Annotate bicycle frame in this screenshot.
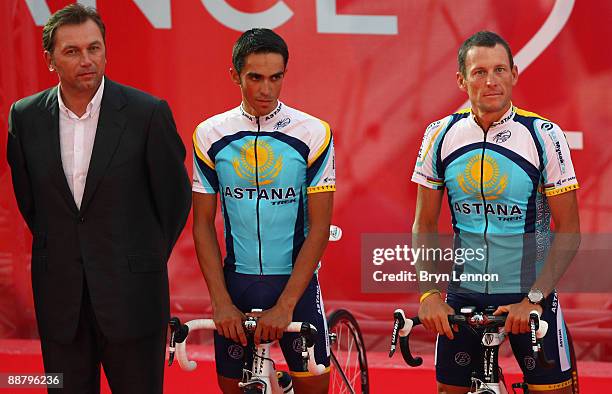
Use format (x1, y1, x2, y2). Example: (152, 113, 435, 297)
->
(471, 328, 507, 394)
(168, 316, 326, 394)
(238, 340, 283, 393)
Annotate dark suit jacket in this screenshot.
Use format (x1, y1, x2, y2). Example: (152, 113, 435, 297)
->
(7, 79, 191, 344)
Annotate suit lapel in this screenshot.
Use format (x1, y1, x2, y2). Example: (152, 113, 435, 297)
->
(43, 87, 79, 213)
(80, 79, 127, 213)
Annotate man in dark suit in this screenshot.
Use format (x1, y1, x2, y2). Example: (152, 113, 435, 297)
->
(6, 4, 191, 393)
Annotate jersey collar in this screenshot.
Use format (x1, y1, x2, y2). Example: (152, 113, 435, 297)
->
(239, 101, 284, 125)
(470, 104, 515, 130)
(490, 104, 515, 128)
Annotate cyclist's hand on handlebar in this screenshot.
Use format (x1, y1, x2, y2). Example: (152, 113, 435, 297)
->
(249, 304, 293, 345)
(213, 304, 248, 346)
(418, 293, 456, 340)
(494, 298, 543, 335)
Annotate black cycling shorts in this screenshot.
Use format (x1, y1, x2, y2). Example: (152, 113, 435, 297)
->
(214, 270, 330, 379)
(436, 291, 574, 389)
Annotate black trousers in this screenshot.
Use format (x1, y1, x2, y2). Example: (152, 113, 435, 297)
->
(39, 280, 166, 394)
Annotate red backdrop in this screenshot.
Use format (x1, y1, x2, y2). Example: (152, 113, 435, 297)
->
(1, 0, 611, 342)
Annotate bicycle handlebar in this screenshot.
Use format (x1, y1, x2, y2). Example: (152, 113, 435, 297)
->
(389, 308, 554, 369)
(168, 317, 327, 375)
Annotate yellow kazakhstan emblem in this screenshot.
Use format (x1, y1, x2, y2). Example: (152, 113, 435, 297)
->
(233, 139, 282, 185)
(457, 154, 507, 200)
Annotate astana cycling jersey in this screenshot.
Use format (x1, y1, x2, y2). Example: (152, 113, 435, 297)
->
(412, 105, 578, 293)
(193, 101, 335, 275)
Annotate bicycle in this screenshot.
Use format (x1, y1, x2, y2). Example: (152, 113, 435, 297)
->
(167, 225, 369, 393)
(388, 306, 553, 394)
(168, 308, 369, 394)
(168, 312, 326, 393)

---

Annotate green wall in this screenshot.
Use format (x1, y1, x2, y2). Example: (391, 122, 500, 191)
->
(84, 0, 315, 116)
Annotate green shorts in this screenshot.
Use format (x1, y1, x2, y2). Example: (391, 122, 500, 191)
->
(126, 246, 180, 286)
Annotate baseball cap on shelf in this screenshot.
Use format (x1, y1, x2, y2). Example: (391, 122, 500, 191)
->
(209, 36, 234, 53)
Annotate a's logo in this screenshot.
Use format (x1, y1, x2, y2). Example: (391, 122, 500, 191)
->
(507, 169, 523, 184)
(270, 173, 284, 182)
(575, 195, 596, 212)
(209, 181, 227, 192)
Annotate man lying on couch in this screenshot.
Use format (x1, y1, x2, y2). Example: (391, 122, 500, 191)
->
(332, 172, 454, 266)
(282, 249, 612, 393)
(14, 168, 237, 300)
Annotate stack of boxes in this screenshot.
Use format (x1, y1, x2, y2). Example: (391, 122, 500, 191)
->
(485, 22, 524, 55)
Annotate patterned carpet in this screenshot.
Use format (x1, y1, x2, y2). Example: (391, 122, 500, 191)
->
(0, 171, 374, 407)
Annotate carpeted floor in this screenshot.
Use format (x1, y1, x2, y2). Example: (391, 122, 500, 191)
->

* * *

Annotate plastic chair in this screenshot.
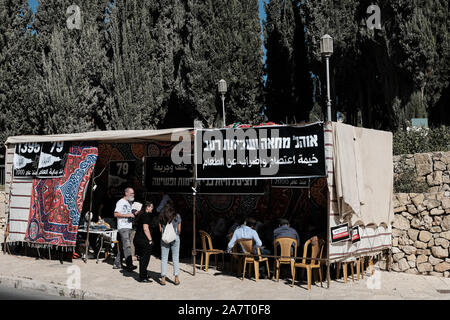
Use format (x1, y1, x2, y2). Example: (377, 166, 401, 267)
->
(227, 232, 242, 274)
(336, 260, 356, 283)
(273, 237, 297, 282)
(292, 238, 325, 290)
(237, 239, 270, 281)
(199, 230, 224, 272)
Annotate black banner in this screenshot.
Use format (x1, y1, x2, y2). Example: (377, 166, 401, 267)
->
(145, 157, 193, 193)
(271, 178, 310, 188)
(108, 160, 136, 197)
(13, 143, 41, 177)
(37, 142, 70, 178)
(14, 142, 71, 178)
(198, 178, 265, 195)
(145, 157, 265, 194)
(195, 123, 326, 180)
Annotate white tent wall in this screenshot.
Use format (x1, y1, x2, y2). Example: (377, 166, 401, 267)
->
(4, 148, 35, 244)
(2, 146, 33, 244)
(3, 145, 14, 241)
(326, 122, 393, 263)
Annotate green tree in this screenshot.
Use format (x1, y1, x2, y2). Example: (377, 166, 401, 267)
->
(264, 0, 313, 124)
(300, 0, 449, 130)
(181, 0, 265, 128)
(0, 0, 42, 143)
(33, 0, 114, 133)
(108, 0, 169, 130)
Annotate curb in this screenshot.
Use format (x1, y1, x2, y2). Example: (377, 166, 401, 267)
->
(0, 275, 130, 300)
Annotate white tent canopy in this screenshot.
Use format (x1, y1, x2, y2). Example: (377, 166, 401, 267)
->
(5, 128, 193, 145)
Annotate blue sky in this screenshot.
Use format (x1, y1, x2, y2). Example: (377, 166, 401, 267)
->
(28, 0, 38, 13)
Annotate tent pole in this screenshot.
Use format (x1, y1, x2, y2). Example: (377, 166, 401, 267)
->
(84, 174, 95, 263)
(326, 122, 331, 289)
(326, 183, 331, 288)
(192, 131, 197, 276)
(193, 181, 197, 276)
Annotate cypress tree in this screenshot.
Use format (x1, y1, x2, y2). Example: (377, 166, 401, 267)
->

» **Problem**
With the string "shorts" as the key, filter the data above and show the lines that match.

» **Response below**
Annotate black cycling shorts in this screenshot.
Annotate green shorts in this screenshot.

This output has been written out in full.